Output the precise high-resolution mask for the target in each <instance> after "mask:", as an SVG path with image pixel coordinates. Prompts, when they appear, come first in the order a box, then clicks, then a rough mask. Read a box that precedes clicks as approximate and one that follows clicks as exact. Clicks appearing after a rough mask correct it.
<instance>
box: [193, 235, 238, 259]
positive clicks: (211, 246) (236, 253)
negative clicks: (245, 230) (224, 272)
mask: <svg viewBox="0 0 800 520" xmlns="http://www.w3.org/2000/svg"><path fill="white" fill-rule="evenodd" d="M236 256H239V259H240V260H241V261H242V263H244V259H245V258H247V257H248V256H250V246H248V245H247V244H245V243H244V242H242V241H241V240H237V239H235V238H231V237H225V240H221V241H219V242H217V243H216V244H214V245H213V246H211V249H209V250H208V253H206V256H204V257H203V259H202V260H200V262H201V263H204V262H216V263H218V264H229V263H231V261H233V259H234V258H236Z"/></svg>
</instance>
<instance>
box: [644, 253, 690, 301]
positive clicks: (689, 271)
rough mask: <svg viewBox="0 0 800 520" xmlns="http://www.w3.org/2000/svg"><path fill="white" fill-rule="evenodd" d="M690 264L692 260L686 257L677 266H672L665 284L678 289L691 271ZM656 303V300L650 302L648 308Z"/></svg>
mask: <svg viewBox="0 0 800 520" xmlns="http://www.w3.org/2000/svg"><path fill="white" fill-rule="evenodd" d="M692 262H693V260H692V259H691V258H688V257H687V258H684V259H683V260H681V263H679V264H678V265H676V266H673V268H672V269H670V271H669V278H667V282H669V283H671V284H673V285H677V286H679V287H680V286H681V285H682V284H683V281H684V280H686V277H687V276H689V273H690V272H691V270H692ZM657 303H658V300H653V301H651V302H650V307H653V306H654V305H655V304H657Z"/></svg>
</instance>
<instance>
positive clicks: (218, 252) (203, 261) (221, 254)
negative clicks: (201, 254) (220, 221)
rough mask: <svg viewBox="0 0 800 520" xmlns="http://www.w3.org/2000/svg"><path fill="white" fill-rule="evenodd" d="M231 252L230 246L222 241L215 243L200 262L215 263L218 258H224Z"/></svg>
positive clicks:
——
#### Task:
Retype the entire listing exactly.

#### Finished exercise:
Output the precise high-resolution mask for the target in each <instance> after "mask:", as an SVG path with image pixel coordinates. Prompts, when they appear, come first in the order a box, then clicks, then a rough mask. Read a box that precedes clicks as approximate and one that follows clicks as exact. Clicks appearing after a rough mask correct it.
<instance>
box: [193, 235, 238, 259]
positive clicks: (211, 246) (236, 253)
negative clicks: (245, 230) (224, 272)
mask: <svg viewBox="0 0 800 520" xmlns="http://www.w3.org/2000/svg"><path fill="white" fill-rule="evenodd" d="M236 256H239V259H240V260H241V261H242V263H244V259H245V258H247V257H248V256H250V246H248V245H247V244H245V243H244V242H242V241H241V240H237V239H235V238H231V237H225V240H221V241H219V242H217V243H216V244H214V245H213V246H211V249H209V250H208V253H206V256H204V257H203V259H202V260H200V262H201V263H204V262H216V263H218V264H229V263H231V261H233V259H234V258H236Z"/></svg>
</instance>
<instance>
box: [644, 253, 690, 301]
positive clicks: (689, 271)
rough mask: <svg viewBox="0 0 800 520" xmlns="http://www.w3.org/2000/svg"><path fill="white" fill-rule="evenodd" d="M690 264L692 260L686 257L677 266H672L665 284L678 289L691 271ZM656 303V300L650 302L648 308Z"/></svg>
mask: <svg viewBox="0 0 800 520" xmlns="http://www.w3.org/2000/svg"><path fill="white" fill-rule="evenodd" d="M692 262H693V260H692V259H691V258H688V257H687V258H684V259H683V260H681V263H679V264H678V265H676V266H673V268H672V269H670V271H669V278H667V282H669V283H671V284H673V285H677V286H679V287H680V286H681V285H682V284H683V281H684V280H686V277H687V276H689V273H690V272H691V270H692ZM657 303H658V300H653V301H651V302H650V307H653V306H654V305H655V304H657Z"/></svg>
</instance>
<instance>
positive clicks: (218, 252) (203, 261) (221, 254)
negative clicks: (201, 254) (220, 221)
rough mask: <svg viewBox="0 0 800 520" xmlns="http://www.w3.org/2000/svg"><path fill="white" fill-rule="evenodd" d="M231 252L230 246L222 241L215 243L200 262L215 263L218 258H224Z"/></svg>
positive clicks:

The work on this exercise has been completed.